Retype the material below. Keep every word exactly as it is.

***

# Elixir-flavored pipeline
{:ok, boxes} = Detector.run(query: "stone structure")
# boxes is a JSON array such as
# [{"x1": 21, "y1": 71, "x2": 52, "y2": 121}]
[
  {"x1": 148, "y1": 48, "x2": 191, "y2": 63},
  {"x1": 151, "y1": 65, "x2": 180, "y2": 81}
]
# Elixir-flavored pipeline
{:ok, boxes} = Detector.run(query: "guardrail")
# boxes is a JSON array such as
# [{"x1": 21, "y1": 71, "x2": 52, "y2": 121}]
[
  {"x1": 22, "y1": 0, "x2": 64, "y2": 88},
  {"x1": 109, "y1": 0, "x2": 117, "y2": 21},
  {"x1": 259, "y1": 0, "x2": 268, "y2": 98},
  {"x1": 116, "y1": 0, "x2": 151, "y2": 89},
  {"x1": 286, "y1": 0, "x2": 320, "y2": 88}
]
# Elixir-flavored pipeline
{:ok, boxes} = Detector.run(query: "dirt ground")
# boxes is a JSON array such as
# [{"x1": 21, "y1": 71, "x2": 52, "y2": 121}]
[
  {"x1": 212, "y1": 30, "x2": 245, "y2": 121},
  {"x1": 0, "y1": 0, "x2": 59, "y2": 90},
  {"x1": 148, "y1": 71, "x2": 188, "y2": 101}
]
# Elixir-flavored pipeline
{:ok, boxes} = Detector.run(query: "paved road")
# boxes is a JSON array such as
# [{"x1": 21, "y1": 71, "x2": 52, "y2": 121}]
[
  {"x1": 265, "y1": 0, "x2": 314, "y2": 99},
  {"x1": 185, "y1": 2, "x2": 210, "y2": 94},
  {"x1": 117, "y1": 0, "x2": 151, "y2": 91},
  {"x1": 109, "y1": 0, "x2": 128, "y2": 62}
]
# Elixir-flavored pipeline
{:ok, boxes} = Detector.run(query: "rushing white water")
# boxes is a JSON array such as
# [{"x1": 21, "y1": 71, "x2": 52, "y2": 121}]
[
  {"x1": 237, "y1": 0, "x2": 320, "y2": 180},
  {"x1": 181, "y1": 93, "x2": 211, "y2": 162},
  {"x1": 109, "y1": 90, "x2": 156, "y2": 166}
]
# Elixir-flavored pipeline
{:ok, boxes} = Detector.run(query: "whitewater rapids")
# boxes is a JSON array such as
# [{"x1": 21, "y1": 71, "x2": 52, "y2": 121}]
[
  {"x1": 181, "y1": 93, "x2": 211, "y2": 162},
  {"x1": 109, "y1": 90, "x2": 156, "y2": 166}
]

***

**ANSWER IN FULL**
# Elixir-flavored pipeline
{:ok, boxes} = Detector.run(query: "stone structure")
# boxes is a JSON array such as
# [{"x1": 21, "y1": 71, "x2": 52, "y2": 121}]
[
  {"x1": 148, "y1": 48, "x2": 191, "y2": 63},
  {"x1": 151, "y1": 65, "x2": 180, "y2": 81}
]
# Elixir-flavored pipeline
{:ok, boxes} = Detector.run(query: "guardrail")
# boxes is a JSON array such as
# [{"x1": 21, "y1": 71, "x2": 52, "y2": 121}]
[
  {"x1": 22, "y1": 0, "x2": 64, "y2": 88},
  {"x1": 109, "y1": 0, "x2": 117, "y2": 21},
  {"x1": 259, "y1": 0, "x2": 268, "y2": 98},
  {"x1": 116, "y1": 0, "x2": 151, "y2": 89},
  {"x1": 286, "y1": 0, "x2": 320, "y2": 88}
]
# Elixir-flavored pipeline
{:ok, boxes} = Detector.run(query: "dirt ground")
# boxes is a JSON array such as
# [{"x1": 21, "y1": 71, "x2": 52, "y2": 121}]
[
  {"x1": 212, "y1": 30, "x2": 245, "y2": 121},
  {"x1": 0, "y1": 0, "x2": 59, "y2": 90},
  {"x1": 148, "y1": 71, "x2": 188, "y2": 101}
]
# Elixir-flavored pipeline
{:ok, boxes} = Detector.run(query: "paved road")
# boxes is a JSON array such as
# [{"x1": 21, "y1": 71, "x2": 52, "y2": 121}]
[
  {"x1": 265, "y1": 0, "x2": 314, "y2": 99},
  {"x1": 185, "y1": 2, "x2": 210, "y2": 94},
  {"x1": 117, "y1": 0, "x2": 151, "y2": 91},
  {"x1": 109, "y1": 0, "x2": 128, "y2": 62}
]
# Elixir-flavored pipeline
{:ok, boxes} = Detector.run(query: "rushing white water")
# boxes is a JSON array such as
# [{"x1": 21, "y1": 71, "x2": 52, "y2": 121}]
[
  {"x1": 237, "y1": 0, "x2": 320, "y2": 180},
  {"x1": 181, "y1": 93, "x2": 211, "y2": 162},
  {"x1": 109, "y1": 90, "x2": 156, "y2": 166}
]
# Elixir-flavored pipeline
{:ok, boxes} = Detector.run(query: "whitewater rapids")
# boxes is a JSON array such as
# [{"x1": 21, "y1": 71, "x2": 52, "y2": 121}]
[
  {"x1": 181, "y1": 93, "x2": 211, "y2": 162},
  {"x1": 109, "y1": 90, "x2": 156, "y2": 166}
]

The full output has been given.